▶ Lines of data:
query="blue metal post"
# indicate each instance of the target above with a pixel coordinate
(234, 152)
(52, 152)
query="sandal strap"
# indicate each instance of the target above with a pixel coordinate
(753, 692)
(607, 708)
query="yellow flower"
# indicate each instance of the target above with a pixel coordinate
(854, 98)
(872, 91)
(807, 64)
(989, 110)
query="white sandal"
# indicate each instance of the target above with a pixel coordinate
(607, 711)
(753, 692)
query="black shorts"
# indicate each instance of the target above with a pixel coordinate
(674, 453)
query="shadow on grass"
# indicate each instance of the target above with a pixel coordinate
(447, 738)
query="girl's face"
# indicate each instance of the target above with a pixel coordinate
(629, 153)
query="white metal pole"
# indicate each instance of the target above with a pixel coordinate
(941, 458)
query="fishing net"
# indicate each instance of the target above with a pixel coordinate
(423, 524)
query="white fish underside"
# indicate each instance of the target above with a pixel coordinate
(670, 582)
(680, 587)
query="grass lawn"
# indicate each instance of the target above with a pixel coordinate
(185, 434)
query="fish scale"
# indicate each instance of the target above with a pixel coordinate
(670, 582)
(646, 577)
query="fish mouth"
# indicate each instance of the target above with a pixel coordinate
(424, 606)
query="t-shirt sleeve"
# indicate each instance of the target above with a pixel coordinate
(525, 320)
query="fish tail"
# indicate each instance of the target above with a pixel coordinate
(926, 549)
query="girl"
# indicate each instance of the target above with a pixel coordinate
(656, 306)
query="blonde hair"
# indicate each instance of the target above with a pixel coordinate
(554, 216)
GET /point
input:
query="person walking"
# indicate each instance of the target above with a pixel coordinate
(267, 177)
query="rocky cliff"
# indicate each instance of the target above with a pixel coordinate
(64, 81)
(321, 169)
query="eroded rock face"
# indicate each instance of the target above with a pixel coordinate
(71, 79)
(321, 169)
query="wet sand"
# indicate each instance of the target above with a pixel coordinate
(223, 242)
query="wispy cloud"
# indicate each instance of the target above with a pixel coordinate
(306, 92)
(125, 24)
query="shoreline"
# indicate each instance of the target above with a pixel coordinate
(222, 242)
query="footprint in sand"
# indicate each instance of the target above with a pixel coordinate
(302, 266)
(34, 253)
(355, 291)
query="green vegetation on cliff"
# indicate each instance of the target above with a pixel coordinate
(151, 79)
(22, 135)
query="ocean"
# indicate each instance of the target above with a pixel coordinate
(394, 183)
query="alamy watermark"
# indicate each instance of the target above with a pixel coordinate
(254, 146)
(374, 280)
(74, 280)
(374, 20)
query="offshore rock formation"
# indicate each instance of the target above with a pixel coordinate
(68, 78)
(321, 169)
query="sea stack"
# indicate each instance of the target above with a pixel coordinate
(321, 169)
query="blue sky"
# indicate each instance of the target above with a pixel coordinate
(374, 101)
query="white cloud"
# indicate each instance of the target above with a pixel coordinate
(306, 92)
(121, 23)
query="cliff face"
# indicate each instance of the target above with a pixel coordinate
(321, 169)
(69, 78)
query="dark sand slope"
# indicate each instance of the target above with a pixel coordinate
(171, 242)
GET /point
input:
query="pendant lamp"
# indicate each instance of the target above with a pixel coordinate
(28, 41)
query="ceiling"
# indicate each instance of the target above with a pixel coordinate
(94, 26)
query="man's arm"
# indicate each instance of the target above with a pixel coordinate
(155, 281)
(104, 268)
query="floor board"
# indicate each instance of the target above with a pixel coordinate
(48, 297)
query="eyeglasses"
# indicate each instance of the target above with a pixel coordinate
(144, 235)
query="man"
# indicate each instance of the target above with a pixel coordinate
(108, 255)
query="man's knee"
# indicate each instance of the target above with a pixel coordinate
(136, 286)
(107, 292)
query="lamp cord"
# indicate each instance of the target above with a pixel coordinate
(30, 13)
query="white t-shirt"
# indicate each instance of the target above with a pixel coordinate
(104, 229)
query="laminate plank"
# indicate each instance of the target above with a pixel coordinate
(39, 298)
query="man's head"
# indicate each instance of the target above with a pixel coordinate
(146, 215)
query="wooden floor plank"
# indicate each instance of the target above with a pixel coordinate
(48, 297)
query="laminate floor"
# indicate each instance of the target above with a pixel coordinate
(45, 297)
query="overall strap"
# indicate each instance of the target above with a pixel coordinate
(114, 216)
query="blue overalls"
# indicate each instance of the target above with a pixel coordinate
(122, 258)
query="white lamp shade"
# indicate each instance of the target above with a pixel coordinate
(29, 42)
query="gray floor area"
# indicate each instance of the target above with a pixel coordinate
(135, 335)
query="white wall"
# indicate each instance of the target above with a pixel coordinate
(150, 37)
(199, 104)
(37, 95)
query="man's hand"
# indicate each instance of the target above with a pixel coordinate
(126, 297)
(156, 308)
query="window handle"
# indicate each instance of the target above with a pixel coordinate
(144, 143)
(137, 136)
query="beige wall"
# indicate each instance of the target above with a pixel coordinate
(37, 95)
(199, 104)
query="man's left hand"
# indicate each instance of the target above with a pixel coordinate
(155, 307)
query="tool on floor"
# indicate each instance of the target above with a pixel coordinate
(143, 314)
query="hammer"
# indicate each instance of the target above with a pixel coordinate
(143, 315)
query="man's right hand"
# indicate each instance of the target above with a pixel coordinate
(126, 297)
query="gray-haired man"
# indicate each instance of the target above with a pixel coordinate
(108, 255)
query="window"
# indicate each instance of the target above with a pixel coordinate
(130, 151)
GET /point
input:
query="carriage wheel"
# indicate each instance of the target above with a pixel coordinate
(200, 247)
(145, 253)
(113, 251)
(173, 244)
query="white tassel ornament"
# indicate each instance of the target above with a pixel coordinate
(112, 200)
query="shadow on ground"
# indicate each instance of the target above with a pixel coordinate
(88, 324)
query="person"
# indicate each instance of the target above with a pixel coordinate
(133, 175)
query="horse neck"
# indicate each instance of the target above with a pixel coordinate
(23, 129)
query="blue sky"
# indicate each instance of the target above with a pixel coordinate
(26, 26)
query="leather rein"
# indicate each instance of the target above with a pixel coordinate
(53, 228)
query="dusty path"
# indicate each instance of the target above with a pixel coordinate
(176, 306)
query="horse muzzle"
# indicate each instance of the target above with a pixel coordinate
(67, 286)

▶ Your objective: Extract all lines as given.

▶ Written response:
query="blue metal post"
# indicate each instance of the target above with a pixel coordinate
(234, 152)
(52, 152)
query="sandal strap"
# indicate each instance of the target above with a pixel coordinate
(753, 692)
(607, 708)
query="yellow flower"
# indicate each instance of the target above with a pixel coordinate
(854, 98)
(872, 91)
(807, 64)
(989, 110)
query="white sandal"
# indicate each instance of the target above with a pixel coordinate
(607, 711)
(753, 692)
query="black shorts"
# indicate each instance of the target above with a pixel coordinate
(674, 453)
query="shadow on grass"
# indicate each instance of the target above with a pixel coordinate
(447, 738)
query="girl's face"
# indicate each instance of the target above with a pixel coordinate
(629, 153)
query="white metal pole"
# indicate each instance of the target above with a pixel coordinate
(941, 458)
query="fishing net"
# indicate each instance of the target above with a pixel coordinate
(423, 524)
query="white fish underside"
# indicate each instance of the target above with a pixel coordinate
(670, 582)
(680, 587)
query="grass lawn"
# indicate each instance of the target above with a pixel coordinate
(185, 434)
query="fish scale"
# indicate each instance of the target above with a pixel coordinate
(670, 582)
(646, 577)
query="fish mouth"
# indicate each instance of the target above with a pixel coordinate
(424, 606)
query="t-shirt sleeve"
# indicate each instance of the target above with a pixel coordinate
(525, 320)
query="fish tail"
# indicate each instance of the target above with a pixel coordinate
(926, 549)
query="girl"
# indicate each instance of the target above with a pixel coordinate
(656, 306)
query="blonde hair"
# indicate each instance of the target above with a pixel coordinate
(554, 216)
GET /point
input:
query="person walking"
# indicate each instance of the target above with a pixel coordinate
(267, 177)
query="rocky cliff"
# indicate each instance of the target above with a pixel coordinate
(64, 81)
(321, 169)
query="eroded rock face"
# indicate each instance of the target above with a pixel coordinate
(71, 79)
(321, 169)
query="wet sand"
# indicate each instance of the target above with a pixel coordinate
(223, 242)
query="wispy cloud"
# indicate each instance of the target above with a pixel coordinate
(306, 92)
(125, 24)
query="shoreline"
# indicate each instance of the target above with a pixel coordinate
(222, 242)
query="footprint in sand"
# indicate each instance of the target above with a pixel coordinate
(302, 266)
(34, 253)
(355, 291)
query="green vegetation on cliff"
# indicate each instance of the target above with a pixel coordinate
(151, 79)
(22, 135)
query="ocean"
# indicate each instance of the target above with a pixel coordinate
(394, 183)
query="alamy watermark"
# indicate each instance of the target above with a pixel coordinate
(254, 146)
(374, 280)
(74, 280)
(374, 20)
query="offshore rock formation"
# indicate each instance of the target above with a pixel coordinate
(68, 78)
(321, 169)
query="sea stack"
# indicate each instance of the target above with a pixel coordinate
(321, 169)
query="blue sky"
# indicate each instance of the target above with a pixel coordinate
(374, 101)
query="white cloud"
# indicate each instance of the target above with a pixel coordinate
(306, 92)
(121, 23)
query="cliff face"
# indicate each instance of the target above with a pixel coordinate
(321, 169)
(69, 78)
query="dark sand slope"
# indicate each instance of the target above with a pixel coordinate
(171, 242)
GET /point
input:
query="pendant lamp"
# indicate each instance of the target above with a pixel coordinate
(28, 41)
query="ceiling"
# indicate each instance of the target above with a pixel coordinate
(94, 26)
query="man's arm"
# indicate each instance of the target above with a pixel coordinate
(155, 281)
(104, 268)
query="floor board"
# indicate each instance of the target above with a pixel coordinate
(48, 297)
query="eyeglasses"
# indicate each instance of the target above with a pixel coordinate
(144, 235)
query="man"
# indicate each instance of the target above with a pixel coordinate
(108, 255)
query="man's knee"
# indicate each instance of the target above with a pixel coordinate
(136, 286)
(107, 292)
query="lamp cord"
# indicate each instance of the target above with a pixel coordinate
(30, 13)
query="white t-shirt"
# indicate each instance of the target above with a pixel coordinate
(104, 229)
query="laminate plank"
# indicate each instance of the target above with a pixel coordinate
(39, 298)
query="man's head"
# indicate each instance of the target above with a pixel coordinate
(146, 215)
query="wooden floor plank"
# indicate each instance of the target above with a pixel coordinate
(48, 297)
query="laminate floor"
# indicate each instance of the target above with a pixel coordinate
(45, 297)
query="overall strap"
# indicate each instance of the target above with a pixel coordinate
(114, 216)
query="blue overalls"
# indicate each instance of the target above with a pixel coordinate
(122, 258)
query="white lamp shade"
# indicate each instance of the target above with a pixel coordinate
(29, 42)
query="gray floor area"
# indicate each instance of the target above with a pixel coordinate
(135, 335)
query="white wall"
# indicate each instance of the target above with a pixel coordinate
(150, 37)
(199, 104)
(37, 95)
query="man's hand"
# indicate each instance of the target above with a pixel coordinate
(126, 297)
(156, 308)
query="window handle"
# indicate each instance of the target above with a pixel coordinate
(144, 143)
(137, 136)
query="beige wall"
# indicate each instance of the target above with a pixel coordinate
(37, 95)
(199, 104)
query="man's left hand"
# indicate each instance of the target above with a pixel coordinate
(155, 307)
query="tool on floor"
# indicate each instance of the target above with a pixel coordinate
(143, 314)
query="hammer"
# indicate each instance of the target above with a pixel coordinate
(143, 315)
query="man's right hand"
# indicate each instance of the target above with a pixel coordinate
(126, 297)
query="gray-haired man"
# indicate each instance of the target above with a pixel coordinate
(108, 255)
query="window"
# indicate each instance of the target above with a pixel coordinate
(130, 151)
GET /point
input:
query="carriage wheel"
# indicate each instance of the target above with a pixel coordinate
(200, 247)
(145, 253)
(113, 251)
(173, 244)
query="white tassel ornament"
# indicate each instance of the target above with a pixel coordinate
(112, 200)
query="shadow on ground"
# indicate each instance of the target above with a pixel coordinate
(88, 324)
query="person"
# indicate each instance of the target above with a pixel coordinate
(133, 175)
query="horse neck"
# indicate each instance of the target above with a pixel coordinate
(23, 129)
query="blue sky"
# indicate each instance of the target above with a pixel coordinate
(26, 26)
query="leather rein"
# indicate each instance of the target above with a pixel coordinate
(53, 228)
query="dusty path"
# indicate each instance of the target above with a pixel coordinate
(176, 306)
query="horse muzzle"
# indicate each instance of the target above with a pixel coordinate
(67, 286)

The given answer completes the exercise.